*** Entries provided Section Begins ***

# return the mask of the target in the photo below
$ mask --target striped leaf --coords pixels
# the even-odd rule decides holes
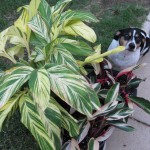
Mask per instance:
[[[24,95],[20,99],[21,121],[30,130],[41,150],[55,150],[54,141],[49,138],[33,100]]]
[[[118,129],[123,130],[123,131],[132,132],[134,130],[134,128],[132,126],[130,126],[120,120],[115,120],[115,121],[112,120],[112,121],[108,121],[108,123]]]
[[[30,78],[33,68],[28,66],[17,67],[0,84],[0,108],[20,89]]]
[[[89,143],[88,143],[88,150],[99,150],[100,144],[97,140],[95,140],[94,138],[91,138]]]
[[[45,21],[48,28],[51,28],[52,25],[51,8],[45,0],[41,0],[41,3],[38,8],[38,12],[40,13],[41,17]]]
[[[49,65],[46,68],[51,90],[71,107],[87,116],[91,116],[92,108],[99,108],[99,99],[83,76],[64,65]]]
[[[28,26],[33,32],[37,33],[40,37],[42,37],[47,43],[50,42],[48,28],[39,14],[36,14],[30,20],[30,22],[28,22]]]
[[[48,72],[41,68],[34,70],[29,80],[33,100],[49,137],[54,141],[56,149],[60,149],[61,113],[57,106],[49,103],[50,81]]]
[[[64,8],[70,3],[72,0],[59,0],[55,6],[52,7],[53,16],[57,14],[61,14]]]
[[[60,22],[70,20],[81,20],[85,22],[98,22],[97,18],[90,12],[81,12],[81,11],[66,11],[60,17]]]
[[[4,121],[11,116],[17,108],[21,95],[22,93],[13,96],[2,108],[0,108],[0,131],[2,130]]]
[[[146,113],[150,114],[150,101],[141,97],[129,96],[129,99],[137,106],[142,108]]]
[[[65,64],[70,69],[74,71],[79,71],[79,67],[76,63],[76,60],[73,58],[72,54],[69,51],[67,51],[66,48],[61,44],[57,45],[54,48],[50,60],[51,63],[55,63],[58,65]]]
[[[74,36],[81,36],[89,42],[96,42],[96,34],[92,28],[84,24],[82,21],[70,21],[65,24],[63,31]]]
[[[79,134],[79,126],[76,119],[74,119],[57,101],[51,97],[50,104],[55,104],[61,112],[61,126],[66,129],[70,137],[75,137]]]
[[[106,120],[119,120],[128,117],[133,113],[132,109],[123,108],[106,115]]]
[[[42,111],[44,111],[47,108],[50,99],[50,81],[48,72],[44,68],[34,70],[29,80],[29,87],[35,103]]]
[[[66,43],[65,41],[61,43],[70,53],[77,56],[89,56],[93,54],[92,48],[84,42],[77,42],[75,43]]]
[[[105,104],[108,102],[116,101],[119,92],[119,83],[114,84],[107,93]]]

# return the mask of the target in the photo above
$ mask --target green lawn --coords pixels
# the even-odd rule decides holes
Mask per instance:
[[[48,0],[54,5],[57,0]],[[11,25],[18,16],[16,9],[28,4],[29,0],[1,0],[0,2],[0,31]],[[91,0],[74,0],[69,8],[77,10],[87,10],[94,13],[100,20],[91,26],[98,36],[97,43],[102,44],[102,50],[107,50],[113,34],[121,28],[130,26],[140,27],[145,19],[146,10],[137,5],[117,5],[112,8],[100,9],[97,3],[91,3]],[[0,69],[4,69],[10,63],[4,63],[0,58]],[[6,65],[5,65],[6,64]],[[38,145],[33,137],[20,123],[20,114],[16,112],[14,117],[5,124],[3,131],[0,133],[1,150],[38,150]]]

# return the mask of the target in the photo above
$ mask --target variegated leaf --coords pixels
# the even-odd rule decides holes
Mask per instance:
[[[123,108],[114,112],[109,113],[106,115],[106,120],[119,120],[123,119],[133,113],[132,109]]]
[[[82,21],[70,21],[64,27],[63,31],[69,35],[81,36],[92,43],[96,42],[96,34],[92,28]]]
[[[114,84],[107,93],[105,104],[108,102],[116,101],[119,92],[119,83]]]
[[[91,138],[88,143],[88,150],[99,150],[99,142],[95,140],[94,138]]]
[[[125,122],[120,121],[120,120],[108,121],[108,124],[110,124],[116,128],[119,128],[123,131],[127,131],[127,132],[132,132],[134,130],[134,128],[132,126],[130,126],[130,125],[128,125]]]
[[[58,65],[64,64],[67,65],[70,69],[79,72],[79,67],[76,63],[76,60],[73,58],[72,54],[67,51],[66,48],[61,44],[54,48],[50,60],[51,63]]]
[[[80,147],[75,139],[71,139],[63,145],[61,150],[80,150]]]
[[[50,42],[48,28],[39,14],[36,14],[30,20],[30,22],[28,22],[28,26],[33,32],[37,33],[40,37],[42,37],[47,43]]]
[[[56,105],[61,112],[61,126],[69,132],[70,137],[79,134],[78,121],[73,118],[54,98],[51,97],[50,104]]]
[[[14,95],[2,108],[0,108],[0,131],[4,121],[11,116],[14,113],[14,110],[17,108],[18,101],[22,94],[23,93]]]
[[[52,14],[53,16],[57,14],[61,14],[64,8],[70,3],[72,0],[59,0],[55,6],[52,7]]]
[[[21,122],[30,130],[41,150],[56,150],[54,141],[48,136],[33,100],[28,95],[24,95],[20,99],[19,106]]]
[[[87,136],[90,127],[91,127],[90,122],[87,122],[87,124],[82,127],[80,135],[78,136],[78,143],[80,143]]]
[[[38,7],[38,12],[40,13],[43,20],[46,22],[48,28],[51,28],[52,20],[51,20],[51,8],[46,0],[41,0],[41,3]]]
[[[57,149],[59,149],[61,113],[57,106],[49,103],[50,80],[48,72],[44,68],[34,70],[29,80],[29,87],[41,117],[41,121],[43,122],[49,137],[54,141]]]
[[[50,99],[50,80],[48,72],[44,68],[34,70],[29,80],[29,87],[34,101],[38,107],[44,111]]]
[[[12,73],[0,84],[0,108],[20,89],[30,78],[33,68],[22,66],[14,68]]]
[[[51,90],[79,112],[91,116],[98,109],[99,99],[85,78],[64,65],[45,66],[48,69]]]
[[[70,20],[81,20],[85,22],[98,22],[97,18],[90,12],[68,10],[61,14],[60,22]]]

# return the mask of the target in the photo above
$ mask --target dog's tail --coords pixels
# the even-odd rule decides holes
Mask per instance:
[[[150,36],[150,12],[147,15],[145,22],[142,25],[142,30],[144,30],[146,34]]]

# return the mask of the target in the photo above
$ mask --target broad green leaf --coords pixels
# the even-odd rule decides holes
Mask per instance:
[[[133,113],[132,109],[129,108],[123,108],[114,112],[109,113],[106,115],[106,120],[119,120],[126,118],[127,116],[131,115]]]
[[[137,88],[142,81],[144,81],[144,80],[140,79],[140,78],[134,78],[127,84],[127,86],[129,89]]]
[[[49,137],[52,139],[56,150],[61,148],[61,124],[62,116],[59,108],[49,103],[44,111],[45,116],[41,119],[48,131]]]
[[[70,137],[79,134],[78,122],[73,118],[54,98],[51,97],[50,104],[55,104],[61,112],[61,126],[69,132]]]
[[[123,131],[132,132],[134,128],[123,121],[115,120],[115,121],[108,121],[108,123],[116,128],[119,128]]]
[[[70,20],[80,20],[84,22],[98,22],[97,18],[90,12],[68,10],[61,14],[60,23]]]
[[[98,109],[99,99],[83,76],[64,65],[46,66],[51,90],[79,112],[91,116],[92,108]]]
[[[119,83],[114,84],[107,93],[105,104],[108,102],[116,101],[119,92]]]
[[[115,49],[113,49],[113,50],[111,50],[111,51],[107,51],[107,52],[105,52],[105,53],[103,53],[103,54],[99,54],[99,55],[98,55],[97,53],[95,53],[95,54],[93,54],[93,55],[91,55],[91,56],[89,56],[89,57],[87,57],[87,58],[85,59],[85,64],[87,64],[87,63],[93,63],[93,62],[95,62],[95,61],[97,61],[97,60],[101,60],[101,58],[104,58],[104,57],[106,57],[106,56],[108,56],[108,55],[112,55],[112,54],[121,52],[121,51],[123,51],[124,49],[125,49],[124,46],[118,46],[117,48],[115,48]]]
[[[89,56],[94,52],[89,45],[82,42],[80,43],[76,41],[76,43],[66,43],[64,41],[61,45],[63,45],[73,55],[77,56]]]
[[[48,136],[33,100],[24,95],[20,99],[21,122],[30,130],[41,150],[56,150],[54,141]]]
[[[0,83],[0,108],[21,88],[30,78],[33,68],[22,66],[14,68],[12,73]]]
[[[150,114],[150,101],[141,97],[134,96],[129,96],[129,99],[136,105],[138,105],[140,108],[142,108],[146,113]]]
[[[29,87],[35,103],[44,111],[50,99],[50,80],[48,72],[44,68],[34,70],[29,80]]]
[[[41,68],[34,70],[29,80],[33,100],[50,138],[60,148],[61,114],[57,106],[50,104],[50,81],[48,72]]]
[[[41,3],[38,7],[38,12],[40,13],[40,16],[43,18],[43,20],[46,22],[48,28],[51,28],[51,8],[45,0],[41,0]]]
[[[97,39],[94,30],[82,21],[69,21],[63,27],[63,31],[69,35],[81,36],[92,43],[95,43]]]
[[[34,32],[31,32],[30,43],[38,48],[44,48],[47,45],[47,41]]]
[[[91,138],[88,143],[88,150],[99,150],[100,148],[99,146],[100,146],[99,142],[94,138]]]
[[[4,121],[14,113],[21,95],[22,93],[16,94],[9,99],[9,101],[2,108],[0,108],[0,131],[2,130]]]
[[[70,3],[72,0],[59,0],[55,6],[52,7],[53,16],[61,14],[64,8]]]
[[[37,33],[40,37],[47,41],[47,43],[50,42],[50,37],[48,35],[49,30],[40,15],[36,14],[30,22],[28,22],[28,26],[33,32]]]
[[[64,64],[70,69],[79,72],[79,67],[76,63],[76,60],[73,58],[72,54],[66,50],[61,44],[57,45],[50,58],[51,63],[58,65]]]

*** Entries provided Section Ends ***

The problem: Which lines of the records contain the word "leaf"? Copy each of them.

Expected output:
$ mask --target striped leaf --coords pixels
$ mask --target variegated leaf --coords pixels
$ mask --target broad green leaf --coords pixels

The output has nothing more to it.